Hamburg - Nach Einschätzung Wolfgang Clements wird die SPD durch die Reformpolitik "nicht kaputt" gehen, aber es stehe ihr eine "verteufelt schwere Zeit" bevor. Besonders für Bundeskanzler Gerhard Schröder sei dies "eine unglaubliche Teufelsfahrt", sagte der Wirtschaftsminister in einem Interview mit dem stern. Selbst eine Wahlniederlage 2006 müsse die SPD "notfalls in Kauf nehmen. Wir machen das ja nicht aus Daffke." "Jede Regierung müsste im Kern so handeln, wie wir es tun", sagte Clement. Wenn Deutschland den Wettbewerb mit den anderen Weltregionen nicht annähme, würde es "ein Fall für eine mehr oder weniger freundliche Übernahme". Seine Generation werde "noch wunderbar so leben können wie bisher, für die nächste wird es nicht mehr reichen. Deshalb kann ich die Jungen nur ermutigen: Lasst euch das nicht gefallen."
Clement gestand ein, dass bei der Umsetzung der Hartz IV-Reform "nicht alles völlig reibungslos" funktioniere. "Wir werden da schon noch einige bunte Tage erleben. Aber es gibt keine Alternative." Er verteidigte die Reform gegen die massiven Proteste vieler Linker. Die Bundesregierung verändere die Bedingungen am Arbeitsmarkt "doch nicht, um irgendjemand zu bestrafen oder schlechter zu stellen". Clement zum stern: "Nichts wird unmenschlich, nichts wird unwürdig, nichts wird willkürlich sein, aber im Rahmen dessen, was zumutbar ist, werden wir uns in Deutschland auf den Weg machen müssen. Zumutbare Arbeit heißt auch, dass jemandem etwas abverlangt wird."
Clement kündigte im stern an, dass er demnächst auch die Privilegien der freien Berufe abbauen möchte. Die Bundesregierung müsse dringend prüfen, ob das Standesrecht so aufrecht erhalten werden könne wie bisher. "Da haben wir uns selbst gefesselt, da sind wir eine der reguliertesten Gesellschaften in Europa. Standesrecht, Honorarordnungen, Wettbewerbsverbote für Ärzte, Architekten, Ingenieure, Rechtsanwälte und viele andere – das ist einer offenen Dienstleistungsgesellschaft, zu der wir in Europa werden, nicht mehr angemessen."
Bei der Frage, wie oft er in den letzten Monaten an Rücktritt gedacht habe, wich Clement aus: "Ich will ja ehrlich sein, deshalb will ich ihre Frage nicht beantworten." "Unverständlich" findet Clement, dass er keine Einladungen der SPD für Wahlkampfauftritte in Nordrhein-Westfalen bekommt. "Aber ich habe eine Fülle eigener Veranstaltungen und Termine in Nordrhein-Westfalen. Ich bin ausgebucht."

Ausgangsdaten:
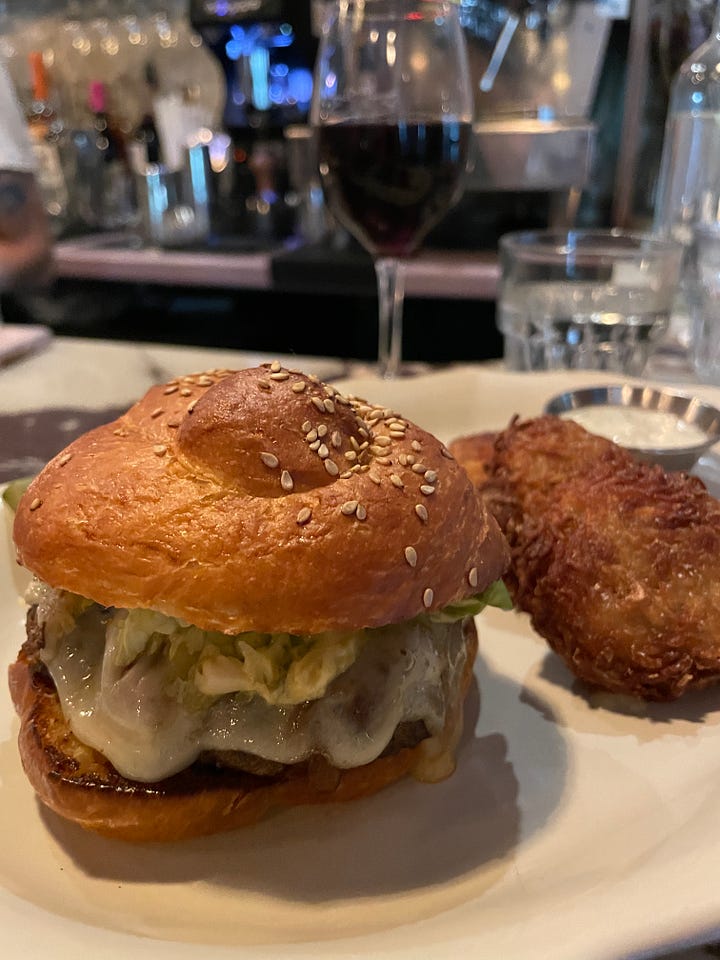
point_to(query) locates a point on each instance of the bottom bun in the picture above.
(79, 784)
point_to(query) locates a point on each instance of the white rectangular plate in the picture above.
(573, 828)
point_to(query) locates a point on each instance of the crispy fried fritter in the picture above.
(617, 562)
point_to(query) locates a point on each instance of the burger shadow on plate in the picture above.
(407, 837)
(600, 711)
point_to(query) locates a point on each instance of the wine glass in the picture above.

Aufgabe: Übertragen Sie diesen Satz aus dem Ausgangstext ins Englische: „Die Bundesregierung müsse dringend prüfen, ob das Standesrecht so aufrecht erhalten werden könne wie bisher.“ Die Zeilen stammen aus einer anderen Quelle.

Lösung: The federal government must urgently examine whether the professional code of conduct can be maintained as it has been until now.